▸ **Problem requirements**:
Pick out each line of the records that contains the word "stainless" and copy those lines.

------------------------------------

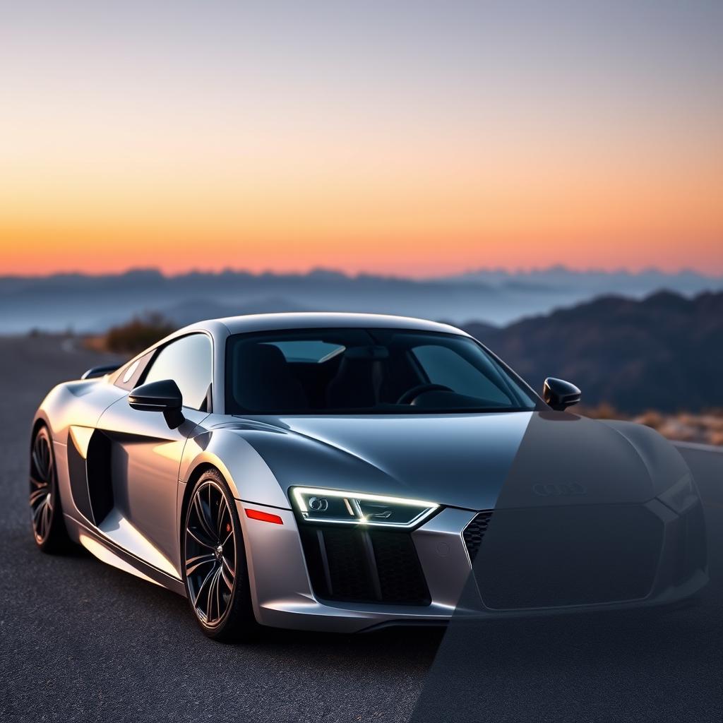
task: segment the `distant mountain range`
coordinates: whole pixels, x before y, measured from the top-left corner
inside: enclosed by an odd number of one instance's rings
[[[723,293],[604,296],[505,328],[464,328],[538,390],[559,377],[577,384],[588,406],[723,409]]]
[[[563,267],[510,273],[479,270],[414,280],[317,269],[305,274],[155,270],[90,276],[0,277],[0,333],[72,329],[101,331],[146,311],[179,324],[270,311],[367,311],[495,325],[547,313],[603,294],[641,298],[660,289],[690,296],[723,290],[723,277],[654,270],[573,271]]]

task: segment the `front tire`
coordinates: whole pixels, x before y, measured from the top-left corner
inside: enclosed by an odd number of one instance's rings
[[[189,497],[181,531],[184,583],[191,609],[214,640],[251,640],[254,616],[246,550],[236,503],[223,476],[209,469]]]
[[[30,523],[35,544],[43,552],[62,552],[70,547],[58,490],[58,474],[50,432],[44,424],[30,445]]]

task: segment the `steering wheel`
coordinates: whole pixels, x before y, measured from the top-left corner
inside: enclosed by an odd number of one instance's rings
[[[398,400],[398,404],[411,404],[418,396],[427,392],[451,392],[453,390],[443,384],[419,384],[408,389]]]

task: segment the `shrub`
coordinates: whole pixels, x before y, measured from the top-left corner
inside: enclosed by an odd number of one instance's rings
[[[108,351],[135,354],[175,331],[174,325],[161,314],[135,316],[130,321],[108,329],[103,346]]]

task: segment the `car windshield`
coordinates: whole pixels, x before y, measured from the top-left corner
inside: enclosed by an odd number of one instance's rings
[[[537,400],[474,340],[403,329],[239,334],[226,344],[231,414],[513,411]]]

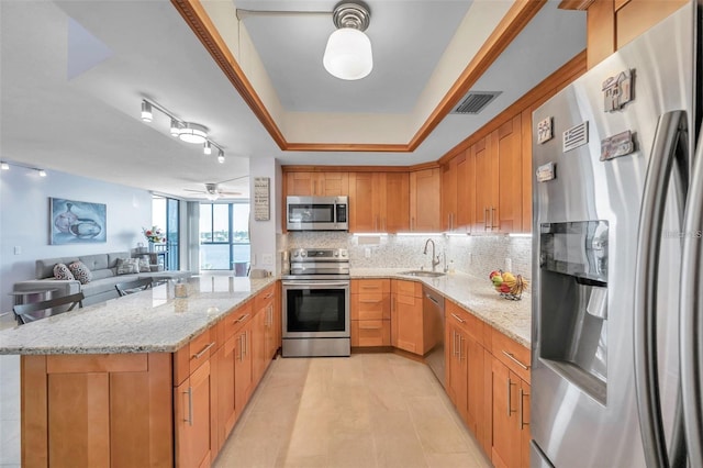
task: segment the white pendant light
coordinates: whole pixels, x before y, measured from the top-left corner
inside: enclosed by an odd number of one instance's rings
[[[364,34],[370,18],[368,7],[361,2],[342,2],[335,7],[332,20],[337,30],[330,35],[322,58],[330,75],[356,80],[371,73],[371,41]]]
[[[142,101],[142,120],[144,122],[150,122],[153,118],[152,104],[146,101]]]

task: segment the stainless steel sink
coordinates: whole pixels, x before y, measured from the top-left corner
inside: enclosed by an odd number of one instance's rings
[[[401,271],[399,275],[419,276],[419,277],[425,277],[425,278],[437,278],[437,277],[444,276],[445,274],[443,274],[442,271],[411,270],[411,271]]]

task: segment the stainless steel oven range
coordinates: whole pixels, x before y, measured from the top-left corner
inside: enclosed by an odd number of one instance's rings
[[[283,275],[282,355],[349,356],[349,254],[295,248]]]

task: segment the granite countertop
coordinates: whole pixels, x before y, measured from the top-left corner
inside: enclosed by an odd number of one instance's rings
[[[276,281],[200,276],[0,330],[0,354],[172,353]]]
[[[437,278],[400,275],[408,268],[353,268],[352,278],[398,278],[420,281],[466,309],[499,332],[529,348],[532,327],[532,297],[529,288],[522,300],[500,297],[487,278],[455,272]]]

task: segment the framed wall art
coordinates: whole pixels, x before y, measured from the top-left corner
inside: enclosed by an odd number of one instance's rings
[[[107,242],[107,205],[49,198],[49,244]]]

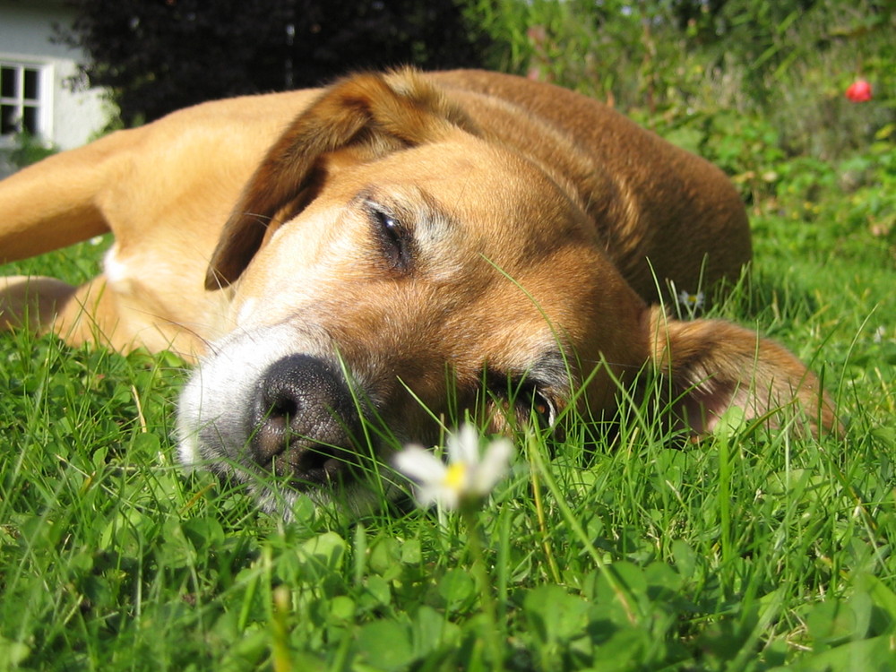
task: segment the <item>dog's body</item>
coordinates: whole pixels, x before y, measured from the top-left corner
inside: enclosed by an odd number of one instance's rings
[[[0,184],[0,262],[108,230],[103,275],[7,279],[0,325],[204,358],[181,453],[240,478],[350,479],[362,417],[427,441],[487,398],[605,413],[648,365],[695,432],[795,400],[835,424],[779,346],[648,306],[749,261],[726,177],[547,84],[358,75],[201,105]]]

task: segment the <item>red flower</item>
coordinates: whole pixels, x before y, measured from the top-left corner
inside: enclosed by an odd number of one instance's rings
[[[866,103],[871,99],[871,84],[867,80],[856,80],[846,90],[846,97],[854,103]]]

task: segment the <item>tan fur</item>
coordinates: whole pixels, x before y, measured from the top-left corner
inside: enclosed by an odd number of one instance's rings
[[[377,209],[409,229],[409,267],[383,260]],[[698,432],[732,404],[761,417],[796,402],[836,424],[780,347],[648,306],[668,283],[709,291],[749,261],[728,179],[547,84],[361,74],[198,106],[0,184],[0,262],[107,230],[103,275],[77,289],[16,279],[0,289],[5,323],[186,357],[294,324],[297,348],[338,350],[408,438],[445,411],[446,372],[474,403],[484,368],[521,376],[557,351],[568,381],[539,392],[558,410],[582,381],[589,410],[611,410],[614,381],[652,363]]]

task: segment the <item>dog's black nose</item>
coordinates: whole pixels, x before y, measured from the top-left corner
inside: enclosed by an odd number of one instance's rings
[[[345,482],[359,414],[340,372],[307,355],[290,355],[258,381],[250,446],[255,461],[296,487]]]

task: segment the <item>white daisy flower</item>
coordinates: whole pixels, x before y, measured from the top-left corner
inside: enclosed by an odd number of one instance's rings
[[[478,433],[470,425],[449,435],[446,448],[447,464],[419,445],[409,445],[395,455],[395,468],[417,483],[421,506],[438,504],[456,509],[478,503],[507,472],[513,452],[510,441],[497,439],[480,453]]]

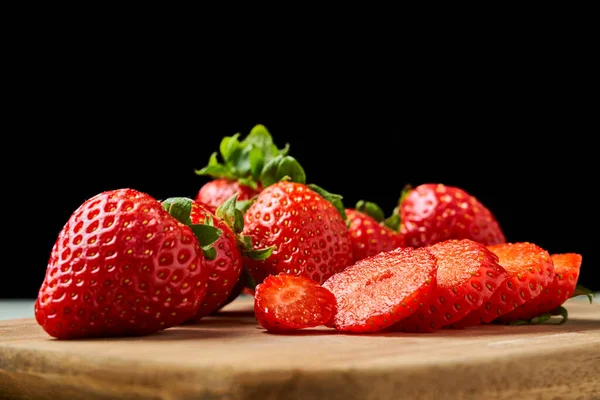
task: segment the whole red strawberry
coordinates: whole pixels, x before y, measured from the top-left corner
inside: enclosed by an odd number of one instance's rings
[[[457,187],[422,184],[406,188],[396,212],[407,246],[426,246],[448,239],[471,239],[485,245],[506,242],[491,211]]]
[[[302,183],[278,181],[267,186],[244,214],[243,233],[255,248],[273,247],[265,260],[245,259],[261,283],[270,274],[304,275],[323,283],[352,264],[348,228],[337,208]]]
[[[264,125],[256,125],[244,140],[239,137],[239,133],[224,137],[219,153],[213,153],[208,165],[195,171],[212,178],[200,187],[195,199],[212,213],[236,193],[240,202],[256,196],[262,190],[260,176],[265,165],[288,152],[288,146],[281,150],[275,146]]]
[[[363,258],[324,284],[336,298],[328,324],[347,332],[376,332],[409,317],[436,287],[437,259],[425,248],[397,248]]]
[[[554,265],[554,279],[539,296],[500,317],[502,322],[526,321],[545,313],[552,313],[573,295],[581,268],[581,254],[552,254],[550,257]],[[564,321],[566,322],[566,319]]]
[[[384,224],[383,211],[376,204],[359,201],[355,208],[346,209],[346,216],[355,262],[404,245],[402,235]]]
[[[254,314],[271,332],[325,325],[335,313],[335,297],[302,275],[270,275],[256,286]]]
[[[492,322],[539,296],[554,279],[550,254],[534,243],[502,243],[488,248],[498,256],[506,279],[481,307],[453,324],[455,327]]]
[[[191,224],[214,226],[222,232],[212,244],[212,254],[206,258],[209,270],[207,292],[198,312],[192,318],[193,321],[217,311],[233,300],[230,299],[230,295],[240,279],[242,254],[255,259],[264,259],[270,254],[270,249],[251,251],[248,238],[238,237],[238,233],[242,230],[243,215],[236,209],[236,199],[237,194],[234,194],[225,200],[217,209],[216,215],[196,202],[191,203]],[[163,204],[168,204],[170,201],[172,199],[167,199]],[[237,224],[236,218],[238,218]]]
[[[215,228],[196,229],[218,237]],[[194,315],[207,280],[192,227],[146,193],[107,191],[86,200],[58,235],[35,317],[61,339],[150,334]]]
[[[426,249],[437,259],[437,286],[429,301],[395,330],[434,332],[458,321],[487,301],[507,277],[498,256],[473,240],[445,240]]]

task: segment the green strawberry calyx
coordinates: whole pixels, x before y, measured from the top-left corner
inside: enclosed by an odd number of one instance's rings
[[[190,218],[192,202],[193,200],[187,197],[170,197],[161,204],[173,218],[190,227],[200,243],[204,256],[209,260],[214,260],[217,252],[213,245],[221,237],[223,231],[215,227],[212,221],[204,224],[192,224]]]
[[[596,296],[596,294],[586,287],[577,285],[575,286],[575,291],[573,292],[571,297],[577,296],[587,296],[588,300],[590,301],[590,304],[592,304],[594,302],[594,297]]]
[[[244,214],[237,206],[238,193],[228,198],[215,211],[215,216],[225,222],[235,234],[236,244],[242,256],[251,260],[266,260],[273,252],[274,246],[255,249],[252,237],[242,235],[244,230]]]
[[[258,189],[265,165],[277,156],[287,155],[289,144],[279,149],[267,128],[261,124],[254,126],[243,140],[239,140],[240,136],[240,133],[225,136],[219,151],[210,156],[204,168],[194,171],[196,175],[237,180],[240,185]]]
[[[402,225],[402,221],[400,219],[400,207],[402,207],[402,203],[404,203],[404,200],[409,195],[409,193],[412,192],[412,190],[413,187],[411,184],[404,185],[402,191],[400,192],[400,199],[398,200],[398,205],[394,208],[394,212],[392,213],[392,215],[390,215],[383,221],[383,224],[385,226],[387,226],[395,232],[400,232],[400,227]]]
[[[344,203],[342,202],[343,197],[339,194],[330,193],[314,183],[307,184],[304,168],[302,168],[302,165],[300,165],[300,163],[292,156],[279,155],[269,161],[262,171],[260,182],[263,188],[281,181],[290,181],[308,186],[318,195],[333,204],[342,216],[342,219],[344,221],[346,220],[346,211]]]

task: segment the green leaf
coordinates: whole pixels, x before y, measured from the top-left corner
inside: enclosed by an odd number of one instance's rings
[[[221,219],[234,233],[244,230],[244,214],[237,209],[238,193],[225,200],[215,211],[217,218]]]
[[[246,214],[246,211],[248,211],[248,209],[250,208],[252,203],[254,203],[255,200],[256,197],[253,197],[249,200],[238,200],[235,206],[238,210],[242,212],[242,214]]]
[[[258,184],[252,178],[238,178],[238,183],[242,186],[248,186],[254,190],[258,190]]]
[[[241,147],[240,142],[238,140],[239,136],[240,134],[236,133],[233,136],[225,136],[221,140],[219,150],[221,152],[223,160],[225,160],[225,163],[229,163],[230,160],[232,160],[235,157],[236,153],[239,152],[239,149]]]
[[[258,147],[254,147],[252,148],[252,150],[250,150],[249,158],[250,173],[252,174],[254,179],[260,179],[260,173],[262,172],[262,169],[265,166],[264,153]]]
[[[571,297],[576,296],[587,296],[588,300],[590,301],[590,304],[592,304],[594,302],[594,297],[596,296],[596,294],[586,287],[577,285],[575,286],[575,291],[573,292]]]
[[[258,149],[265,158],[272,158],[279,154],[276,146],[275,151],[273,151],[273,138],[267,128],[261,124],[252,128],[248,136],[244,139],[244,143]]]
[[[402,204],[404,202],[404,199],[406,199],[406,196],[408,196],[410,192],[412,192],[412,190],[413,187],[410,183],[404,185],[402,191],[400,192],[400,199],[398,200],[398,204]]]
[[[235,174],[225,165],[210,165],[202,169],[194,170],[196,175],[210,176],[212,178],[235,179]]]
[[[192,212],[192,199],[187,197],[170,197],[162,203],[163,208],[177,221],[189,225]]]
[[[275,249],[275,246],[271,246],[271,247],[266,247],[264,249],[243,251],[242,254],[244,257],[247,257],[251,260],[262,261],[262,260],[266,260],[267,258],[269,258],[271,256],[271,253],[273,253],[274,249]]]
[[[329,193],[328,191],[326,191],[320,186],[315,185],[314,183],[309,184],[308,187],[317,192],[325,200],[333,204],[333,206],[338,210],[344,221],[347,219],[346,209],[344,207],[344,203],[342,202],[343,196],[339,194]]]
[[[194,170],[196,175],[211,176],[213,178],[234,179],[234,174],[226,165],[219,163],[217,153],[212,153],[208,160],[208,165],[201,169]]]
[[[277,147],[274,147],[274,148],[272,147],[272,148],[271,148],[271,154],[273,154],[273,152],[274,152],[274,151],[275,151],[275,154],[273,155],[273,157],[275,157],[275,156],[277,156],[277,155],[280,155],[280,156],[287,156],[287,155],[288,155],[288,153],[290,152],[290,144],[289,144],[289,143],[286,143],[286,144],[285,144],[285,147],[284,147],[283,149],[281,149],[281,150],[277,150]],[[277,154],[277,152],[278,152],[279,154]]]
[[[382,222],[385,218],[385,214],[381,207],[370,201],[359,200],[355,206],[357,211],[367,214],[377,222]]]
[[[223,231],[214,226],[204,224],[192,224],[190,225],[192,232],[198,238],[200,247],[203,250],[208,250],[223,234]]]
[[[304,169],[292,156],[277,156],[267,162],[261,173],[260,181],[265,188],[284,178],[292,182],[306,183]]]
[[[394,213],[392,213],[392,215],[387,217],[383,221],[383,224],[385,226],[387,226],[388,228],[390,228],[391,230],[393,230],[395,232],[399,232],[400,231],[400,214],[398,214],[398,212],[396,210],[394,210]]]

------------------------------------

▸ **Solution**:
task: segment the stainless steel sink
task: segment the stainless steel oven range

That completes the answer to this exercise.